## What is asked
Return the exact lines spanning from the line with "# test: point out the white window" through the last line of the entries, boundaries included, and no others.

********************

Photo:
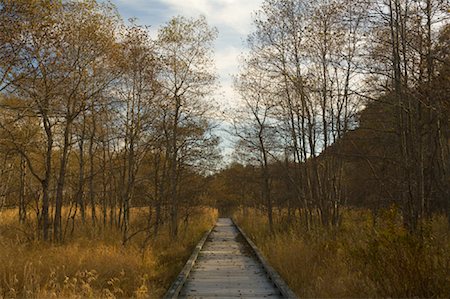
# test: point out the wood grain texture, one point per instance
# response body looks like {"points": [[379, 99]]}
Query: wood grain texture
{"points": [[226, 267]]}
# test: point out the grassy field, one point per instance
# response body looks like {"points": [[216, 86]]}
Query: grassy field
{"points": [[359, 259], [93, 263]]}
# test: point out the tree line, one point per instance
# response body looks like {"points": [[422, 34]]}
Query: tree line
{"points": [[96, 116], [344, 103]]}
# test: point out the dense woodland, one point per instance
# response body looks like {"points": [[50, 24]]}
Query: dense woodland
{"points": [[346, 103], [96, 113], [106, 130]]}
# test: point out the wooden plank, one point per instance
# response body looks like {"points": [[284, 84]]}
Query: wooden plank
{"points": [[176, 286], [275, 277], [225, 267]]}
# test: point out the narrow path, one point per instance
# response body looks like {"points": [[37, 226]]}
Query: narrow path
{"points": [[227, 268]]}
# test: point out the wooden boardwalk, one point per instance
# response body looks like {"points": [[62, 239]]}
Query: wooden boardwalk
{"points": [[226, 267]]}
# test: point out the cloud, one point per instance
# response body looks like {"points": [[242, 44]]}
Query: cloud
{"points": [[233, 19], [234, 14]]}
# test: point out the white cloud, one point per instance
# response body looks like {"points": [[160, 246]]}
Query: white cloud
{"points": [[220, 13], [233, 19]]}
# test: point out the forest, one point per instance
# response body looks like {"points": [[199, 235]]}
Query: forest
{"points": [[112, 166]]}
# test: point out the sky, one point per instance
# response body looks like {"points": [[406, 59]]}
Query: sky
{"points": [[232, 18]]}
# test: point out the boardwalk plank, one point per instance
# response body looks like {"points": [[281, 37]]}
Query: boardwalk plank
{"points": [[226, 268]]}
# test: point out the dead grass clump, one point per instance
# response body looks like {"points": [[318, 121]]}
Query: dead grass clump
{"points": [[358, 259], [93, 263]]}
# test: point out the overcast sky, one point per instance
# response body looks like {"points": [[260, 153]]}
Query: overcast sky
{"points": [[232, 18]]}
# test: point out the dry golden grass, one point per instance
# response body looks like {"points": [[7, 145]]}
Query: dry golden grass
{"points": [[358, 259], [93, 263]]}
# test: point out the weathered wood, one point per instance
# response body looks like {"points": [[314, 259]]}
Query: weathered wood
{"points": [[227, 266], [274, 276], [176, 286]]}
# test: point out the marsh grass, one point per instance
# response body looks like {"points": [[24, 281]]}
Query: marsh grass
{"points": [[359, 259], [93, 263]]}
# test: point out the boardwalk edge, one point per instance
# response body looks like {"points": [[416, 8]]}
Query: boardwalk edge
{"points": [[177, 285], [273, 275]]}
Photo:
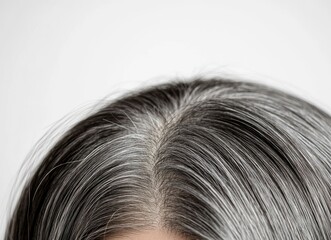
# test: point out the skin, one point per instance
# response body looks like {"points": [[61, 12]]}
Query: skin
{"points": [[154, 234]]}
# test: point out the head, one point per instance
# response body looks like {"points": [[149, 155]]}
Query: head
{"points": [[188, 159]]}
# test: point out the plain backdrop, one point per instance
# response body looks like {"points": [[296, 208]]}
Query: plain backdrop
{"points": [[58, 58]]}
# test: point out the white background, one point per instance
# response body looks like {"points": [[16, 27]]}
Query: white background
{"points": [[59, 57]]}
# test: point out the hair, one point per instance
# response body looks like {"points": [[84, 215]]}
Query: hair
{"points": [[207, 158]]}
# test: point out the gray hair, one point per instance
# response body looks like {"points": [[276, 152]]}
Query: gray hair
{"points": [[209, 158]]}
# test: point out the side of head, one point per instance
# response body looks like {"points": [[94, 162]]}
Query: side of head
{"points": [[205, 159]]}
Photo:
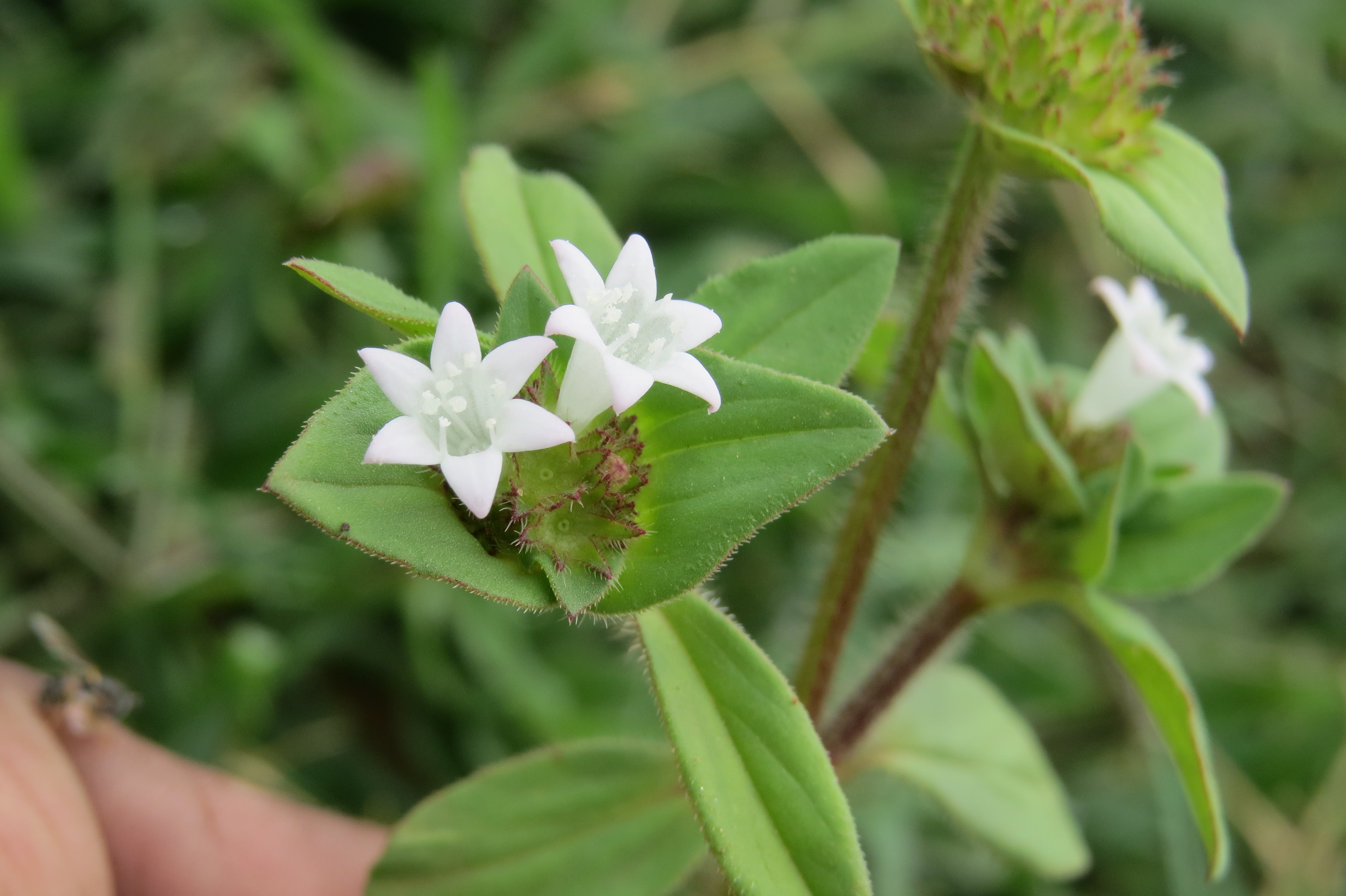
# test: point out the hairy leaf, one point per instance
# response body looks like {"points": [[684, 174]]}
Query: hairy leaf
{"points": [[807, 311], [954, 735], [1186, 535], [371, 294], [589, 819], [1164, 687], [1169, 212], [515, 215], [718, 478], [760, 778]]}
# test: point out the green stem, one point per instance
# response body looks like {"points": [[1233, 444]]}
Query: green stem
{"points": [[952, 267], [916, 646]]}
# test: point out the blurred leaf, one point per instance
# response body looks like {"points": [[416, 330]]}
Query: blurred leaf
{"points": [[371, 294], [1164, 687], [1180, 441], [1098, 544], [526, 310], [954, 735], [1186, 535], [1022, 458], [396, 512], [760, 778], [1169, 212], [718, 478], [515, 216], [589, 819], [807, 311]]}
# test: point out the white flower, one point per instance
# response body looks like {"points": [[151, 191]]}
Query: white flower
{"points": [[627, 340], [1149, 352], [461, 414]]}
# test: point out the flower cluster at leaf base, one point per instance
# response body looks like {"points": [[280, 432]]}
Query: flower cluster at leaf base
{"points": [[567, 500]]}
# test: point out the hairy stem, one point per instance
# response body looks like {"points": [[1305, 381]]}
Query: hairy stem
{"points": [[960, 240], [916, 646]]}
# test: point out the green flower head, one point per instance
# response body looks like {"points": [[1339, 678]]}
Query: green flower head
{"points": [[1072, 72]]}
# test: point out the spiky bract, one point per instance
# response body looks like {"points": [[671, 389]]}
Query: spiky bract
{"points": [[1072, 72]]}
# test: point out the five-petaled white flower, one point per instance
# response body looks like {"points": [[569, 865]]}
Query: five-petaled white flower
{"points": [[1149, 350], [627, 338], [461, 414]]}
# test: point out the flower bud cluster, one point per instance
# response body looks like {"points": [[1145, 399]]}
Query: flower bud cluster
{"points": [[1076, 73]]}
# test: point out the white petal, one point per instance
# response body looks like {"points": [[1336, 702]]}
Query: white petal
{"points": [[454, 338], [627, 381], [1197, 391], [695, 325], [585, 391], [573, 321], [635, 266], [1115, 297], [687, 373], [516, 361], [474, 478], [402, 379], [527, 427], [1115, 385], [402, 442], [582, 278]]}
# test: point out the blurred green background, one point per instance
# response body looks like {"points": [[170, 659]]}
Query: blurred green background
{"points": [[161, 158]]}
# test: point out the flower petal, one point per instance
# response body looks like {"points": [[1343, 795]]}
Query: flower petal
{"points": [[527, 427], [627, 381], [474, 478], [402, 442], [515, 363], [635, 266], [573, 321], [582, 278], [687, 373], [1197, 389], [694, 325], [1115, 297], [585, 391], [402, 379], [456, 338]]}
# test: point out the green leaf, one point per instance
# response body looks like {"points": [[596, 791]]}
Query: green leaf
{"points": [[954, 735], [760, 778], [1186, 535], [396, 512], [1169, 212], [526, 310], [807, 311], [718, 478], [1164, 685], [1098, 544], [1178, 439], [589, 819], [371, 294], [513, 216], [1021, 455]]}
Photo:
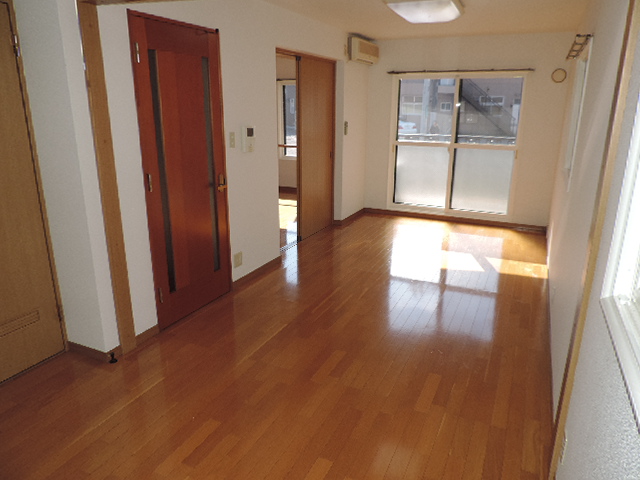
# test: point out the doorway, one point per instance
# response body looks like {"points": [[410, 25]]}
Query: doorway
{"points": [[178, 90], [307, 84], [286, 72]]}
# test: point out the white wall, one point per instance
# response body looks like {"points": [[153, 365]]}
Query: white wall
{"points": [[541, 115], [55, 82], [602, 438], [250, 32]]}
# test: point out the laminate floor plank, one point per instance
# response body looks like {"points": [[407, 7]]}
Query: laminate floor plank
{"points": [[392, 347]]}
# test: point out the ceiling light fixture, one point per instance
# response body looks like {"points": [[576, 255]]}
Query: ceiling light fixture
{"points": [[426, 11]]}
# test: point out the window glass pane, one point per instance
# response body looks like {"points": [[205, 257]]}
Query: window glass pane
{"points": [[289, 118], [425, 110], [421, 175], [489, 110], [482, 180]]}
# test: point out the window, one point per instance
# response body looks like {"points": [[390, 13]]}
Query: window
{"points": [[577, 99], [411, 105], [458, 152], [621, 291], [287, 128]]}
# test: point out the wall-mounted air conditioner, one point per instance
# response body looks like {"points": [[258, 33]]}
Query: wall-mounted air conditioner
{"points": [[363, 51]]}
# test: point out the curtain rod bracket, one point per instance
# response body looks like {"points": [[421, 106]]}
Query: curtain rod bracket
{"points": [[579, 44]]}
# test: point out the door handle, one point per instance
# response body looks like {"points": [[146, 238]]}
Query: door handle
{"points": [[222, 183]]}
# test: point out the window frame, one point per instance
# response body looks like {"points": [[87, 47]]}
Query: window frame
{"points": [[620, 299], [452, 145]]}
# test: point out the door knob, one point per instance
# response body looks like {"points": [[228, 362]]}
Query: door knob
{"points": [[222, 183]]}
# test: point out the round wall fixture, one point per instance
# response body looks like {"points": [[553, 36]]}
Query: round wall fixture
{"points": [[559, 75]]}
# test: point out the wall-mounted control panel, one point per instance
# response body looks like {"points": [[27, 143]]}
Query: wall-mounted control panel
{"points": [[248, 139]]}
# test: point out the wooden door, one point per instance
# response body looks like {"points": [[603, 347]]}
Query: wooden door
{"points": [[316, 107], [179, 100], [30, 328]]}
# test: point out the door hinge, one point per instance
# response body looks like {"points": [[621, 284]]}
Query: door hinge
{"points": [[16, 46]]}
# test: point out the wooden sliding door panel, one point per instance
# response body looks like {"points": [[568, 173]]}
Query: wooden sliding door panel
{"points": [[30, 329], [316, 107], [178, 91]]}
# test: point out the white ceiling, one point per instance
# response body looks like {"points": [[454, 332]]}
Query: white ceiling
{"points": [[374, 19]]}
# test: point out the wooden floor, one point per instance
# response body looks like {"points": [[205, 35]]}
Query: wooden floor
{"points": [[390, 348]]}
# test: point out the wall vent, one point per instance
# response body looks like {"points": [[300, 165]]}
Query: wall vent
{"points": [[363, 51]]}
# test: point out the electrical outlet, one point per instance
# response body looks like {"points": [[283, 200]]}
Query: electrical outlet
{"points": [[564, 448]]}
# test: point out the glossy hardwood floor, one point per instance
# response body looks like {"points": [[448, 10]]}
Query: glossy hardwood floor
{"points": [[390, 348]]}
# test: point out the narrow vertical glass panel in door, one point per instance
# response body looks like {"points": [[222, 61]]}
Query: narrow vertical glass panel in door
{"points": [[425, 110], [489, 110], [214, 181], [482, 180], [162, 168], [289, 117], [421, 175]]}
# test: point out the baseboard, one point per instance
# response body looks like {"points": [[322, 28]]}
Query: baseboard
{"points": [[92, 352], [257, 273], [472, 221], [350, 219], [289, 190], [117, 352]]}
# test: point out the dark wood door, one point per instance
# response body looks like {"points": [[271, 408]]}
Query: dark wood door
{"points": [[30, 329], [179, 99], [316, 107]]}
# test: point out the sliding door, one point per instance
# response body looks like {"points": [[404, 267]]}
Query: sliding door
{"points": [[455, 142]]}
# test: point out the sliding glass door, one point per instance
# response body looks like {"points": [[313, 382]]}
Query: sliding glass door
{"points": [[456, 142]]}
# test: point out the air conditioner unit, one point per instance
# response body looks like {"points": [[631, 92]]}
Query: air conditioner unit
{"points": [[363, 51]]}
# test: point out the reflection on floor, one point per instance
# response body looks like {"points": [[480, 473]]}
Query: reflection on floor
{"points": [[392, 348], [288, 208]]}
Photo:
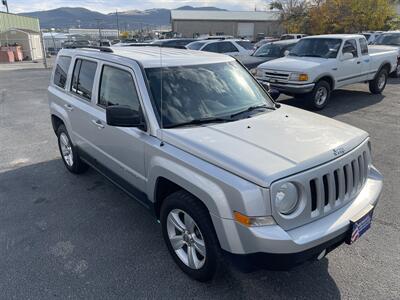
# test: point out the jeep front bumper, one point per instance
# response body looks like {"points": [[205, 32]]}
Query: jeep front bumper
{"points": [[302, 242]]}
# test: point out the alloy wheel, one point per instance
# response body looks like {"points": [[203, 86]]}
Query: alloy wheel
{"points": [[186, 239]]}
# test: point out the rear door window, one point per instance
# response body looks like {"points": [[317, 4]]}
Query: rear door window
{"points": [[83, 78], [60, 74]]}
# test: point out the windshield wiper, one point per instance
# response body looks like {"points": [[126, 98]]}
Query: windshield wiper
{"points": [[201, 122], [251, 108]]}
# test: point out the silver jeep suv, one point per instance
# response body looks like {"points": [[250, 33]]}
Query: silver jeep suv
{"points": [[229, 173]]}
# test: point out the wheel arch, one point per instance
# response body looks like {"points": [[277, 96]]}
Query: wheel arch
{"points": [[328, 78]]}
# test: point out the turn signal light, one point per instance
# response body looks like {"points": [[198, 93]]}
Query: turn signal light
{"points": [[253, 221]]}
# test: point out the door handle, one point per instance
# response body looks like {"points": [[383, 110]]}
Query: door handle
{"points": [[98, 124], [69, 107]]}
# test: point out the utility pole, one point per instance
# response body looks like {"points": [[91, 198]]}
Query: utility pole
{"points": [[5, 4], [98, 26], [116, 13]]}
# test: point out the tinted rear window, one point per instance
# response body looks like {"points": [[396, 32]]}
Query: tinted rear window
{"points": [[60, 74], [195, 46]]}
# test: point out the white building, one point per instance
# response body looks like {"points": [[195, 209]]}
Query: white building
{"points": [[94, 34], [28, 40], [245, 24]]}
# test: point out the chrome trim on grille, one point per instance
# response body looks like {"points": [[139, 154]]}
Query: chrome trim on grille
{"points": [[326, 188], [274, 76]]}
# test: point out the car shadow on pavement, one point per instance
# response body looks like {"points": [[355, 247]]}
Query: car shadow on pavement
{"points": [[80, 237], [341, 102]]}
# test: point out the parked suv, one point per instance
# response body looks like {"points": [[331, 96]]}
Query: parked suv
{"points": [[229, 173]]}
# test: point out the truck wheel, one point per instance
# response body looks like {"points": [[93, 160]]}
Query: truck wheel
{"points": [[320, 95], [378, 84], [68, 152], [190, 236]]}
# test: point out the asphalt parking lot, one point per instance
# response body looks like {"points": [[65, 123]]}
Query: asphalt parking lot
{"points": [[66, 236]]}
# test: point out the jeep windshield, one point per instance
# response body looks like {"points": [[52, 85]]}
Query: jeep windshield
{"points": [[269, 50], [199, 94], [317, 47]]}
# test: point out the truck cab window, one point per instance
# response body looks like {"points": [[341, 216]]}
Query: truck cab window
{"points": [[350, 46]]}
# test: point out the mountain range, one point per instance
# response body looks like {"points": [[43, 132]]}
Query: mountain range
{"points": [[78, 17]]}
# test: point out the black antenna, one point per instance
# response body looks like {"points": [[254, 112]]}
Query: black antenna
{"points": [[161, 99]]}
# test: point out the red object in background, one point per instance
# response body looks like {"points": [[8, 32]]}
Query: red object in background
{"points": [[7, 56]]}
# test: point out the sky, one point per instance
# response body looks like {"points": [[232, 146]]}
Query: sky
{"points": [[104, 6]]}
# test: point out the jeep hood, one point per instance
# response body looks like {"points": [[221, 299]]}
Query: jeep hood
{"points": [[293, 64], [268, 146]]}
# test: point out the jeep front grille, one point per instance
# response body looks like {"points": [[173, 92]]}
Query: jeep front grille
{"points": [[338, 186], [325, 188]]}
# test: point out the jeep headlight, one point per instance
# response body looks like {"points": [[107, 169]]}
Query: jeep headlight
{"points": [[298, 77], [287, 198]]}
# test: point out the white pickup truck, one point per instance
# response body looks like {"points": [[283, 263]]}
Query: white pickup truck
{"points": [[317, 65]]}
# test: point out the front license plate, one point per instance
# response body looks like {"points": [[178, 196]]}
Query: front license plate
{"points": [[360, 225]]}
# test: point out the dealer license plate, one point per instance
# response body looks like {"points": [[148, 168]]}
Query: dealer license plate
{"points": [[360, 225]]}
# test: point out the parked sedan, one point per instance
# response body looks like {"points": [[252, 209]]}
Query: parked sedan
{"points": [[233, 47], [267, 52]]}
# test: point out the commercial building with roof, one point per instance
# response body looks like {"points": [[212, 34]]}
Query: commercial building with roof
{"points": [[243, 24], [20, 38]]}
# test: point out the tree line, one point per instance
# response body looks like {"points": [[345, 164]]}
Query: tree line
{"points": [[337, 16]]}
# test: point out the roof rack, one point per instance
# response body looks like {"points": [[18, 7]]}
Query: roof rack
{"points": [[102, 49], [152, 45]]}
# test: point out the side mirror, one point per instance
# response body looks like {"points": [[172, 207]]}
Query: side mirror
{"points": [[274, 93], [124, 116], [347, 56]]}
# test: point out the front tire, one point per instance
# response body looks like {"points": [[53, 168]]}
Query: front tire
{"points": [[320, 95], [190, 236], [69, 153], [378, 84]]}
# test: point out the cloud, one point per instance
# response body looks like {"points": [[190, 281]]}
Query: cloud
{"points": [[106, 6]]}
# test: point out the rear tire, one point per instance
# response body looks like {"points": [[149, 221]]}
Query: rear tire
{"points": [[69, 153], [320, 95], [378, 84], [194, 231]]}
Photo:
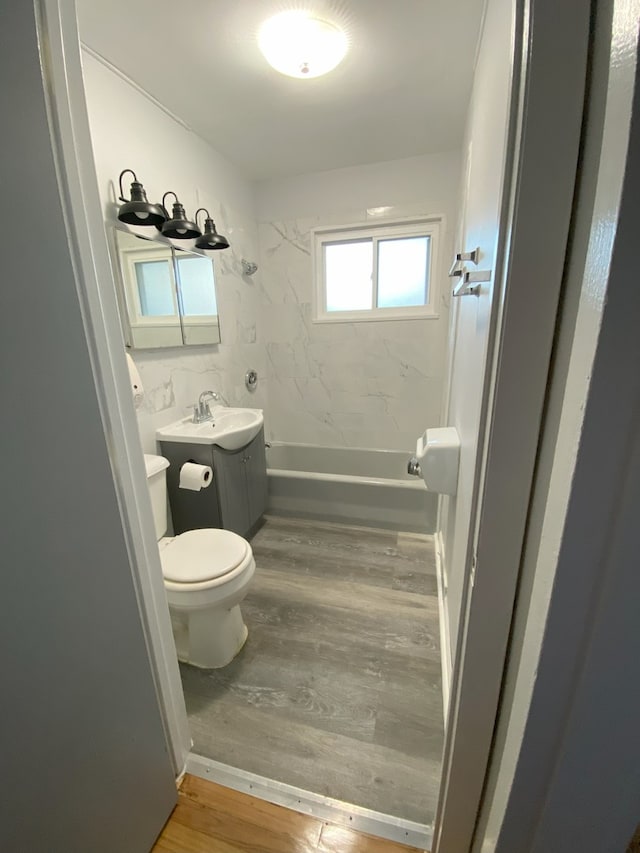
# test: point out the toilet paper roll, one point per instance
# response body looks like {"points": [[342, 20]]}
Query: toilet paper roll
{"points": [[195, 477]]}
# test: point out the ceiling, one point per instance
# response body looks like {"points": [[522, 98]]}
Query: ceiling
{"points": [[401, 91]]}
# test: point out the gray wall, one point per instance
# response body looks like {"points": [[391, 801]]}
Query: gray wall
{"points": [[84, 758]]}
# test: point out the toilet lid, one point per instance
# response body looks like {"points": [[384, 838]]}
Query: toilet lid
{"points": [[201, 555]]}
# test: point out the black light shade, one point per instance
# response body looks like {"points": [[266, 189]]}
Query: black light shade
{"points": [[138, 210], [210, 240], [179, 227]]}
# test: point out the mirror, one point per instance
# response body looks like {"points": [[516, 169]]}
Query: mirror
{"points": [[167, 296]]}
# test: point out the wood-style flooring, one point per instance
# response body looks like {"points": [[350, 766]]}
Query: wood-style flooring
{"points": [[212, 819], [338, 688]]}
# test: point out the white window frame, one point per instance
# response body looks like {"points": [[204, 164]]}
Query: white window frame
{"points": [[430, 226]]}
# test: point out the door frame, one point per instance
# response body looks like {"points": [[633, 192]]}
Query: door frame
{"points": [[547, 102], [71, 142], [556, 39]]}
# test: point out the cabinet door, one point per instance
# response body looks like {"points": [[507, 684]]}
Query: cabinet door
{"points": [[256, 472], [232, 489]]}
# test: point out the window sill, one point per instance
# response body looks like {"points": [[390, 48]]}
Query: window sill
{"points": [[365, 317]]}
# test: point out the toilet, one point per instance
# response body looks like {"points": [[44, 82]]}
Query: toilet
{"points": [[206, 573]]}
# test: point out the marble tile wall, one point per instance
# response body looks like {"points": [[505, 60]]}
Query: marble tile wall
{"points": [[376, 384]]}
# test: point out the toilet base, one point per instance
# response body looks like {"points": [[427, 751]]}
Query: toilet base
{"points": [[209, 639]]}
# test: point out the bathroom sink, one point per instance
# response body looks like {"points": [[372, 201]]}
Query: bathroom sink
{"points": [[230, 428]]}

********************

## Worked solution
# test: point out the white window frame, one point per instance
# response body looks like {"points": [[204, 164]]}
Query: white window frame
{"points": [[430, 226]]}
# test: point out the door frame, one point per instance
# response body looks like {"points": [[633, 192]]}
Query: door frame
{"points": [[547, 102], [71, 142], [556, 39]]}
# test: point out the cabinet door, one point per instance
# response body looks like {"points": [[507, 684]]}
Query: cabinet door
{"points": [[256, 472], [232, 489]]}
# test: point out the window sill, one point per instance
# response body looks like {"points": [[390, 48]]}
Query: window sill
{"points": [[365, 317]]}
# test: point out the toilet, one point per instance
# response body looks like {"points": [[44, 82]]}
Query: toilet
{"points": [[206, 573]]}
# test: point out the marble tile wall, one point per instance
# response body looks like {"points": [[505, 60]]}
Query: marble tile wall
{"points": [[376, 384]]}
# test: point out the toilet base, one point per instance
# response body looks like {"points": [[427, 751]]}
Query: toilet base
{"points": [[209, 639]]}
# test: point out the bathroom sink, one point per instance
# response body looks like {"points": [[372, 201]]}
Query: bathroom sink
{"points": [[230, 428]]}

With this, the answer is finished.